WHAT TO DO →
**a.** Using the case report below about a growth on a child's tongue, decide whether each statement agrees with it. Answer yes or no for each, and quote the words from the report that decide it.
(i) The mass grew over a three-month period.
(ii) Before this visit, the patient had been to two other EDs.
(iii) The mass was thought to have formed after the boy bit his tongue.
**b.** In the case report below about a growth on a child's tongue, why couldn't the patient get a referral to Otolaryngology?
**c.** Give the names of all the authors listed in the case report below about a growth on a child's tongue.

TEXT PROVIDED →
2nd Place EMage Winner: What’s on the Tip of the Tongue?

Adam Garibay, MD; Kelly Winters, MSN, RN, CPNP, CNS ; Tabitha Cheng, MD,; Supriya Sharma, MD; Manpreet Singh, MD, MBE

Pediatric Emergency Department, Department of Emergency Medicine, Harbor-UCLA Medical Center

Case Presentation: Tongue Depressor

A 5-year-old male presented to the pediatric ED due to a growth on the tip of his tongue.  The patient’s mother was worried as the mass had been increasing in size and was bleeding, causing decreased oral intake. Further history revealed progressive tongue swelling and increasing growth of the mass over a three-month period. Upon further questioning, it was presumed that the mass formed after a traumatic injury where he bit his tongue. Prior to this visit he presented to three other EDs and was unable to receive a referral to Otolaryngology due to insurance issues.

LISTED RECORDS →
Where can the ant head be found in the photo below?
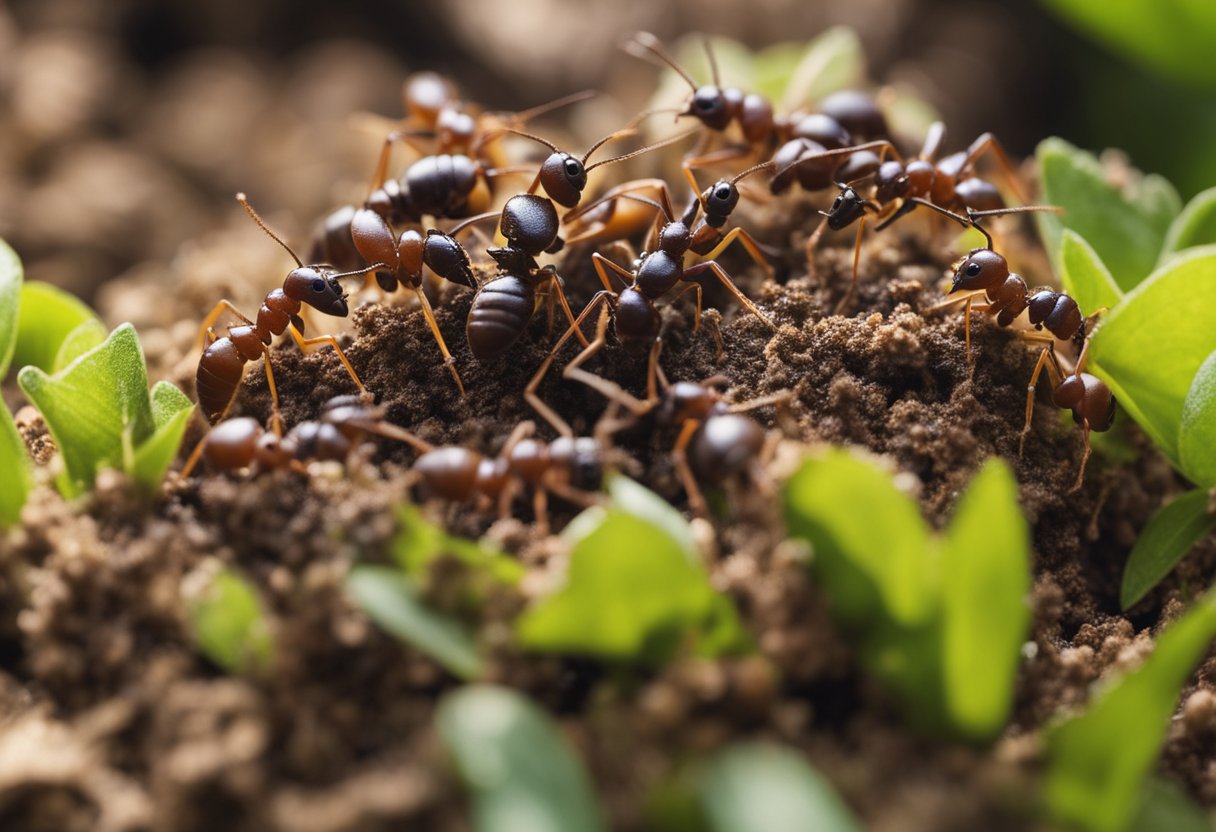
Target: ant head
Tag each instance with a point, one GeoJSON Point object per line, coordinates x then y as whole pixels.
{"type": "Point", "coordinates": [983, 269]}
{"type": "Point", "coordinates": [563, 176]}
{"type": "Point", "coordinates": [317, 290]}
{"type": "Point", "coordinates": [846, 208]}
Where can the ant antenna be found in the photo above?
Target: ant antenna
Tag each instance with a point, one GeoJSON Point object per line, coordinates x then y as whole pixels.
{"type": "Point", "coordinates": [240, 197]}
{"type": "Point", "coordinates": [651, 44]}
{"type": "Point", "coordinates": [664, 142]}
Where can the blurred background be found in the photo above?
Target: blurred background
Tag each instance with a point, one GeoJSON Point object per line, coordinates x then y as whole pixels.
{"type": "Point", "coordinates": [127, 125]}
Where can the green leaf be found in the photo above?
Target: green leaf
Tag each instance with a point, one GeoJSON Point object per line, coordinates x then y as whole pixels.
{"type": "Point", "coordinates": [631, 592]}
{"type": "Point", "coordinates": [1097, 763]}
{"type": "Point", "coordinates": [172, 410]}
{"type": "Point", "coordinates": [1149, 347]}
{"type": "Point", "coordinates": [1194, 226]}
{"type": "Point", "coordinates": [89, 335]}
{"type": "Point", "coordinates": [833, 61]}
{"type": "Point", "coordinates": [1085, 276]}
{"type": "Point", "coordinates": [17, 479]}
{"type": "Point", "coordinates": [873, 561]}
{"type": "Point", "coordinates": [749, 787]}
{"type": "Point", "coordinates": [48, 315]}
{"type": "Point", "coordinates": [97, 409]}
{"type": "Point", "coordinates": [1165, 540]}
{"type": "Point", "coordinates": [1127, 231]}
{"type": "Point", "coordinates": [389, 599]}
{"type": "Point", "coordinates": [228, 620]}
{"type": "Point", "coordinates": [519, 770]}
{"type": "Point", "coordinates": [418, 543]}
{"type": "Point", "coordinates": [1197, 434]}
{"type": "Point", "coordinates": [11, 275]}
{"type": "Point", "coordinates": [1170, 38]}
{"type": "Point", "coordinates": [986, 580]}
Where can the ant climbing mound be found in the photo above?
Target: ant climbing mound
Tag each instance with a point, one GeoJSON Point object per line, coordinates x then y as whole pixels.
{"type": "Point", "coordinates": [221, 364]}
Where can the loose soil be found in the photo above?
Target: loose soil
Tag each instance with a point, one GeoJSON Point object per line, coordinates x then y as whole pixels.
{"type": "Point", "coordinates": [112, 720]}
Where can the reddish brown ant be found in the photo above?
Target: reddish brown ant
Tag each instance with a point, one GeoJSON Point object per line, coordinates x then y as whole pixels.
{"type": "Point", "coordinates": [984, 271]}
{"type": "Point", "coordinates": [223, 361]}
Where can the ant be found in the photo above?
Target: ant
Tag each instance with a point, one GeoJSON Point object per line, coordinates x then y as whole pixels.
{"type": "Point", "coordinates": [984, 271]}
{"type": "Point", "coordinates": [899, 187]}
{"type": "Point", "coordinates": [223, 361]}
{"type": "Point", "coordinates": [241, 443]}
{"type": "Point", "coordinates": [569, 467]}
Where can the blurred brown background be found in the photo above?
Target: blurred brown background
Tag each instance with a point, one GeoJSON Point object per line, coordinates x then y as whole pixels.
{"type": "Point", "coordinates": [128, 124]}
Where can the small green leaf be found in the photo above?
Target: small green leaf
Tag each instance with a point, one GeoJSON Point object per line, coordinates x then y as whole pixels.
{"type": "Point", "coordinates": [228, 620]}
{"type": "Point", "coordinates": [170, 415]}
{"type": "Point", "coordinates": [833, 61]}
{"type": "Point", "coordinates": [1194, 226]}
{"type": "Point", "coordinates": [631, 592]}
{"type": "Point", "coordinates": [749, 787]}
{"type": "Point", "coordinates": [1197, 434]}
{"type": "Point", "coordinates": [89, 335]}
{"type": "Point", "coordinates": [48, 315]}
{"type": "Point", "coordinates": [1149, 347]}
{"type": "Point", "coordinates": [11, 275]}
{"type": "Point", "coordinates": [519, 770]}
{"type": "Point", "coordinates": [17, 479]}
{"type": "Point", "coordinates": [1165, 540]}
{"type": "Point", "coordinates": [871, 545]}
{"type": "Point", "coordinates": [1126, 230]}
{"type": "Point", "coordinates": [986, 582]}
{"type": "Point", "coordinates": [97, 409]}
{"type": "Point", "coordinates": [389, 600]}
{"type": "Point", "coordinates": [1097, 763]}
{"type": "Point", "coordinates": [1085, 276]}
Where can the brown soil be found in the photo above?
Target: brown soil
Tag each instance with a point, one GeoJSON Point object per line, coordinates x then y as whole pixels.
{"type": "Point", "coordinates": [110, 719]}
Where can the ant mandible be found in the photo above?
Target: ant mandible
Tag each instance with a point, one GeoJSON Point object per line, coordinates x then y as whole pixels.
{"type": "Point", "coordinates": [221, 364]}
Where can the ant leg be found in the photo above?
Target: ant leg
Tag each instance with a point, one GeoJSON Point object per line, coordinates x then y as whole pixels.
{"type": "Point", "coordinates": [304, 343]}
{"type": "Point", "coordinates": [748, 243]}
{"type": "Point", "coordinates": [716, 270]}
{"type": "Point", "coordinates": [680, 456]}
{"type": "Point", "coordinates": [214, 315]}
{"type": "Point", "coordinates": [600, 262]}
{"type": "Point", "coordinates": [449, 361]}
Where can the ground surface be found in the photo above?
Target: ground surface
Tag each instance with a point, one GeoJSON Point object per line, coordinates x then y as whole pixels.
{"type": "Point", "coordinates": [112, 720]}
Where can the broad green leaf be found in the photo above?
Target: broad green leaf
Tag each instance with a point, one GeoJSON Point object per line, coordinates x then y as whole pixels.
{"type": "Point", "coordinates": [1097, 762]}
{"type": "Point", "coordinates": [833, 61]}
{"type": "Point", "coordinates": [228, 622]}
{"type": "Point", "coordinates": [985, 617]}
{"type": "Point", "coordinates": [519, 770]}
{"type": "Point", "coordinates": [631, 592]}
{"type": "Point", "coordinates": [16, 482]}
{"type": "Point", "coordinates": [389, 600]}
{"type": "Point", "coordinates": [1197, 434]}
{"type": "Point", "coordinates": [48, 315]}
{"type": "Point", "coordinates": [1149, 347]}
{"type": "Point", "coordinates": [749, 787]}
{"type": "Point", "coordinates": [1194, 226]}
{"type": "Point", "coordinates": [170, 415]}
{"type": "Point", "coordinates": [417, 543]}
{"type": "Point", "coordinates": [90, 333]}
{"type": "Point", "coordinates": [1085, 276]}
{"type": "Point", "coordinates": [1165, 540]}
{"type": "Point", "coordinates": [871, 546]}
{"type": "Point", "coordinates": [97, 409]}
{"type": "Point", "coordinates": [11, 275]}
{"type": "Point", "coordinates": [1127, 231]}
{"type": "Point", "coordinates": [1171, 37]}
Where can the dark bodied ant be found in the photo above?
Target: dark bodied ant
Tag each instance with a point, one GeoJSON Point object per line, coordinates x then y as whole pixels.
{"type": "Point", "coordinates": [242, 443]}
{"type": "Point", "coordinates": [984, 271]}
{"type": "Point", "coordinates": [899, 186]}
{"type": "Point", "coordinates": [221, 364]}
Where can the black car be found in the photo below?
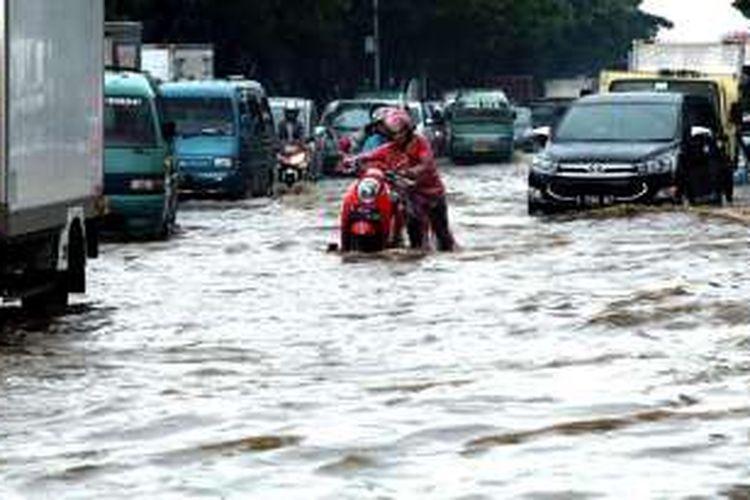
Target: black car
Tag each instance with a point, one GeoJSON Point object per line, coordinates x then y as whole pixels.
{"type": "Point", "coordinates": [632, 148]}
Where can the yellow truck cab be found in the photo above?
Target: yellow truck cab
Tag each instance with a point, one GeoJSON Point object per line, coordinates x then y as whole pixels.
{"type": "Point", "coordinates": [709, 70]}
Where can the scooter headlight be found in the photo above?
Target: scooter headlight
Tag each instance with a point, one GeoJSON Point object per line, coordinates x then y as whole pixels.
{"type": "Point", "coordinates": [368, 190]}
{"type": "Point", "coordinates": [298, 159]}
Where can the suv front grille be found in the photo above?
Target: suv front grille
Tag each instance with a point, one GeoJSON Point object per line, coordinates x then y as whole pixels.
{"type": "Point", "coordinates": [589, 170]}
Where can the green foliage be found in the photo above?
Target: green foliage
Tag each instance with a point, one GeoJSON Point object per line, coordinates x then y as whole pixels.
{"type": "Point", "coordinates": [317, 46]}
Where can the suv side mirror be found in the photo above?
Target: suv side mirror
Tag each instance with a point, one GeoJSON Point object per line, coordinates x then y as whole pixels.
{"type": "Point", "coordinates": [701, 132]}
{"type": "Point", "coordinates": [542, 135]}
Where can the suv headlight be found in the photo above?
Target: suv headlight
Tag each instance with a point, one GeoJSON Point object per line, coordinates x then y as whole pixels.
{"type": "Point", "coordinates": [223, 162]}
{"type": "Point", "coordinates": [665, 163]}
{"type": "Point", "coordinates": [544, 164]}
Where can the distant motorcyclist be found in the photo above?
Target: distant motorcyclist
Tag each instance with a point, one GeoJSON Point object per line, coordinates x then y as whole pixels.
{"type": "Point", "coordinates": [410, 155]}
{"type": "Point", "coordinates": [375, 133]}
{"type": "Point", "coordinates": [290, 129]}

...

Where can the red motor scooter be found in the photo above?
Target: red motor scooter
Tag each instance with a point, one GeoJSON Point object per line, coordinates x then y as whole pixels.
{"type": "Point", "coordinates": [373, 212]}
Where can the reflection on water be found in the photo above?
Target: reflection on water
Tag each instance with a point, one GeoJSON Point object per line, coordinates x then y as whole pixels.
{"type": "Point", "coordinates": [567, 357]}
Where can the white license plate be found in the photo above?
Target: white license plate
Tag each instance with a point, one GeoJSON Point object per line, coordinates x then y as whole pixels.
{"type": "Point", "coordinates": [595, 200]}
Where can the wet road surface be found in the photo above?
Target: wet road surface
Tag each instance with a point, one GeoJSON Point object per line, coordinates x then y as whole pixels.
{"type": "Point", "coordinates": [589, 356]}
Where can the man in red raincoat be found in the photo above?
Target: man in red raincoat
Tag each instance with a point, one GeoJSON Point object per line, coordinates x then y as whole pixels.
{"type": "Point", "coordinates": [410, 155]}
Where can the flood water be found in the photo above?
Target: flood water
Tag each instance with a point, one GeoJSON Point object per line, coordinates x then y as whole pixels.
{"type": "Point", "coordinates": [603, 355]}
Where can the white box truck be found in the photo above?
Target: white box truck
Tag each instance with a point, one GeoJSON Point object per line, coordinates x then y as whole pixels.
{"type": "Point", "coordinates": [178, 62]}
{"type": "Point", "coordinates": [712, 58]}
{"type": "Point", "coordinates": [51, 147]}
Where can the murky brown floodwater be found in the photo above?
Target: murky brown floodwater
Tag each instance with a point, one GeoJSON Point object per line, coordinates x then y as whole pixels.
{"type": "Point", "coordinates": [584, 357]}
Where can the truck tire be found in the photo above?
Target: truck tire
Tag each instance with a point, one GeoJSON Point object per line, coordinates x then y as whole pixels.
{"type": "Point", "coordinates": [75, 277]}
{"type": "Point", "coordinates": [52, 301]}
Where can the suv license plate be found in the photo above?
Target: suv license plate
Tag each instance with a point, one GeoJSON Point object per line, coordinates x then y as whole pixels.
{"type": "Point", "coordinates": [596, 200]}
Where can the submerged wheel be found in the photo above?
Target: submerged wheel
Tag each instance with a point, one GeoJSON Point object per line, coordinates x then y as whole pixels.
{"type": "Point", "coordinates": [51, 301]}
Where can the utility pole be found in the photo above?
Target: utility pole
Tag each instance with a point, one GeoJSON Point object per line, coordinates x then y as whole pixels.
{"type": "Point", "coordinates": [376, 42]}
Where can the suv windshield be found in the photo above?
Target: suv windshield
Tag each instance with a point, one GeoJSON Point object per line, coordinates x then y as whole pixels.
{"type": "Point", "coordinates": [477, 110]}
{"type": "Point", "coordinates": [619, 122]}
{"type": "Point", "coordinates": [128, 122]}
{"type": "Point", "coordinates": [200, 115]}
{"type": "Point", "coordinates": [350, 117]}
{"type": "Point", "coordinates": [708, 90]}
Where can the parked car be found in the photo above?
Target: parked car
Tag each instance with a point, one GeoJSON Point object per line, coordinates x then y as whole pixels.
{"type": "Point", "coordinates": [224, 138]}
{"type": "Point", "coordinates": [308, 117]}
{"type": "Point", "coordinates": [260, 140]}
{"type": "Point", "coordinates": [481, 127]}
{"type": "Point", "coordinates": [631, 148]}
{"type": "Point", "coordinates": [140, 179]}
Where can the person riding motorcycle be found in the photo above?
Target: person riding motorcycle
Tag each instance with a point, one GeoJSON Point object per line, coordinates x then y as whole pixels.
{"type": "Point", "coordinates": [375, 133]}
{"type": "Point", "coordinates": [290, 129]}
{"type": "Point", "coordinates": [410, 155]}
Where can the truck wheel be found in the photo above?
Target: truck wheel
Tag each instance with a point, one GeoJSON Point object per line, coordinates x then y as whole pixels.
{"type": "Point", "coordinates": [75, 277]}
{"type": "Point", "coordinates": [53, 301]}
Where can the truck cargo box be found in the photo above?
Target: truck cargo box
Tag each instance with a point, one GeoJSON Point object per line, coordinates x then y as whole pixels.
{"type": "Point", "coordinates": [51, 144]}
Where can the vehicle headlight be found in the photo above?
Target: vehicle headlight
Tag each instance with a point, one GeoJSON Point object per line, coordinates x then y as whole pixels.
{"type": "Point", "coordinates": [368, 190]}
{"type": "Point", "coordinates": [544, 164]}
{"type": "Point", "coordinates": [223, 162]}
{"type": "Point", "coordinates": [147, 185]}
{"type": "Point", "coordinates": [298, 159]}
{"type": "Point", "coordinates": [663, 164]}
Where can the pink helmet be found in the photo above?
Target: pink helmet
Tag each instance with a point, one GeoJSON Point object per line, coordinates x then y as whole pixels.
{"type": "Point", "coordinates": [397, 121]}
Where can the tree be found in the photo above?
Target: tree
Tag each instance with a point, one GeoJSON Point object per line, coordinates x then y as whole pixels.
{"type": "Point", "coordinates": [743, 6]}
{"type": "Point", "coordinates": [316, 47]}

--

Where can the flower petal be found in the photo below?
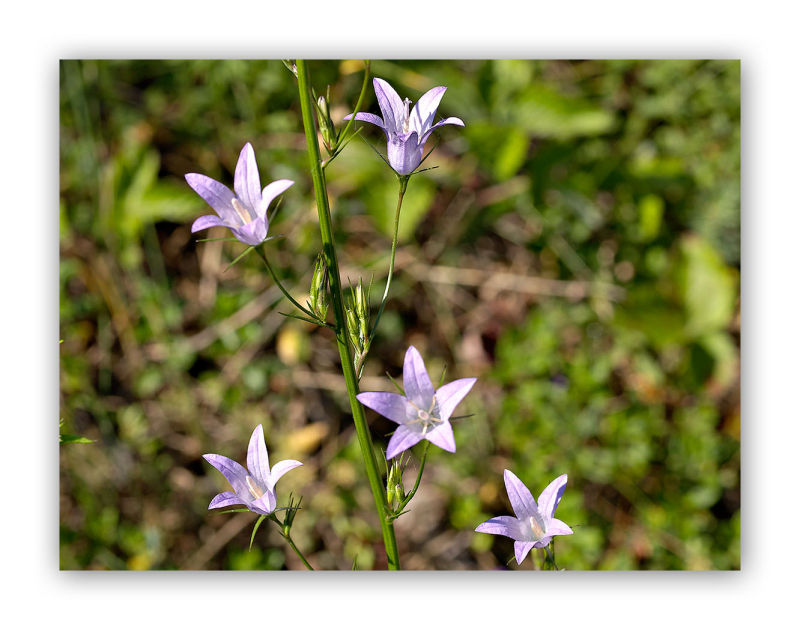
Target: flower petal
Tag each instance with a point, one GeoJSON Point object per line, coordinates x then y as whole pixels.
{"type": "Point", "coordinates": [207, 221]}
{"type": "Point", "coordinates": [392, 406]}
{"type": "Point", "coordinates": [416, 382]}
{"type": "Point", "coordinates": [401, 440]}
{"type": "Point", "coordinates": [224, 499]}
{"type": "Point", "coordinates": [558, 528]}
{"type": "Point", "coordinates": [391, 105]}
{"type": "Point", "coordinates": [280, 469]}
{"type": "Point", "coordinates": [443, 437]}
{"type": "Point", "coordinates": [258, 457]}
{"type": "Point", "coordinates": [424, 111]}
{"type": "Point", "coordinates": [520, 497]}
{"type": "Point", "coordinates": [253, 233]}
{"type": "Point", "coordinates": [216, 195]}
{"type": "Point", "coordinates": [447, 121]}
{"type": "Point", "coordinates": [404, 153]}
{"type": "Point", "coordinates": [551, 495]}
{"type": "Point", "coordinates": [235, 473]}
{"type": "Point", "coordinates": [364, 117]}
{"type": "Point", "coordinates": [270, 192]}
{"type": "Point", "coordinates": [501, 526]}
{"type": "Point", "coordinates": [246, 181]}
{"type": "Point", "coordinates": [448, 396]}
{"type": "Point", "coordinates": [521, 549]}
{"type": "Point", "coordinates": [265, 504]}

SET OF ANSWERS →
**a.**
(i) Yes: "increasing growth of the mass over a three-month period"
(ii) No: "he presented to three other EDs"
(iii) Yes: "it was presumed that the mass formed after a traumatic injury where he bit his tongue"

**b.** He couldn't get the referral because of insurance issues.

**c.**
Adam Garibay
Kelly Winters
Tabitha Cheng
Supriya Sharma
Manpreet Singh